-- begin Text provided --

Thus was set in motion the ill-fated long distance flight of the world’s largest airship, R. 101’s 777 feet long airframe carrying 54 passengers - the resultant weight compelling her to ditch four tons of water to get airborne from Cardington at 7.34 p.m. on 4 October 1930. James Leasor’s The Story of the R. 101 takes up the story:
‘Farther across the field [at Cardington], Violet Steff, the wife of Second Officer Maurice Steff, had brought their fourteen month-old daughter to see her father leave. Mrs. Steff was there with her friend, Janita Daisy Johnston, whose husband was the Navigator ... He and Steff were in the strange position of holding similar posts in both the big airships, R. 100 and R. 101, a position that arose from the general shortage of trained men of their skill and calibre ... For the Steffs, a family reason had already made the afternoon noteworthy. Their daughter has said the word “Dad” for the first time. When Maurice Steff had left for Canada in the R. 100 that july, he had shaved off his moustache, for all the crew were clean-shaven another left-over from his Navy days - and he had also made all sorts of arrangements in case anything went wrong. This time he made no such provisions at all, for the R. 101 was the biggest, safest, most modern ship in the world. Nothing could go wrong ... ’
Rolling and pitching a few miles out of Cardington, and consequently flying very low, the R. 101 reached the coast over Hastings at around 9.30 p.m. and thence set out over the Channel.
At 02.00 hours, having crossed the Channel and passed over Poix airfield, Steff entered the R. 101’s control car as the next Officer of the Watch, the airship then being battered by a ferocious storm over the Beauvais area. And when, about five minutes later, he received a report of damage to the airship’s forward outer covers - damage that was likely to spread rapidly - he ordered a reduction in speed. Sir Peter Masefield’s history of the R. 101, To Ride the Storm, continues the story:
‘At 0207 the new watch would have barely settled down to its three hour tasks. Steff would still be occupied with his writing up of the 0200 hours Journey Log. The height and rudder coxswains would still be getting the feel of the ship. R.101 was flying at, perhaps, a little below the mean height of 1,200 feet in heavy turbulence above ground varying in height between 200 and 300 feet.
Inevitably – and quite normally in the rough air and with fresh hands on the wheel – the nose of the ship would be hunting up and down, the height of the ship varying by two or three hundred feet around the mean. For a combination of reasons, one of these downwards surges took on a steeper tilt and then, it seems probable, entered a downwards gust in the lee of the Beauvais Ridge, which depressed the nose still further. The power of the engines, inclined downwards, would continue to drive the airship towards the ground.
In such conditions, the Height Coxswain probably took several seconds to grasp the situation. When he did, the evidence shows that he reacted with urgency and spun the wheel to wind the elevators to their full-up position. That would take about twenty-five seconds. The time would be about 0208.

-- end Text provided --
-- begin Information shown --

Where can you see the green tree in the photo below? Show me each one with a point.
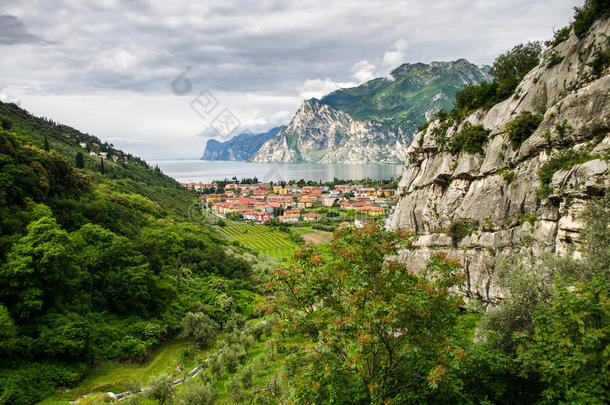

-- end Information shown --

> _Tasks_:
1 – According to the account of the R. 101's flight, how much water did the airship have to ditch to get airborne from Cardington?
2 – In the R. 101 account, translate this sentence into Spanish: "This time he made no such provisions at all, for the R. 101 was the biggest, safest, most modern ship in the world."
3 – Carry on the account of the R. 101's final flight, picking up right after its last sentence.

> _Per-task answers_:
1 – Four tons of water.

2 – Esta vez no tomó ninguna precaución de ese tipo, pues el R. 101 era la nave más grande, más segura y más moderna del mundo.

3 –
‘Full-up elevator’ would have one immediate effect on an airship flying at cruising speed. It would depress the tail and so bring the whole ship nearer to the ground, squashing downwards to come gradually into a horizontal position after losing some 700 feet of height. Then, with up-elevator and under power, in normal conditions the ship would begin to climb away from a position uncomfortably close to the ground.
But there was, certainly, something else going on as well during these critical sixty seconds of time ... At that moment there was just one chance of survival, one chance to pluck safety out of disaster. Sadly, but understandably, it was not taken.
Full engine power with full up elevators would not only have continued to check the dive but would also have driven R. 101 upwards even in its dire condition. The airship would have climbed slowly away and time would have been won for jettisoning of more ballast and some of the remaining 22 tons of fuel-oil to lighten and trim the ship. The situation was desperate but not catastrophic. In somewhat similar circumstances on 27 March 1929, the vastly experienced Hugo Eckener had called for full power and had saved the Graf Zeppelin from ploughing into the ground in the Danube valley.
With such action R.101 could have regained height and then limped home, down-wind, flying on low engine power to reduce the strain on the cover and to conserve the remaining fuel.
But with an urgent report of damage forward there would, no doubt seem - as a snap judgement - to be an overriding need to reduce speed.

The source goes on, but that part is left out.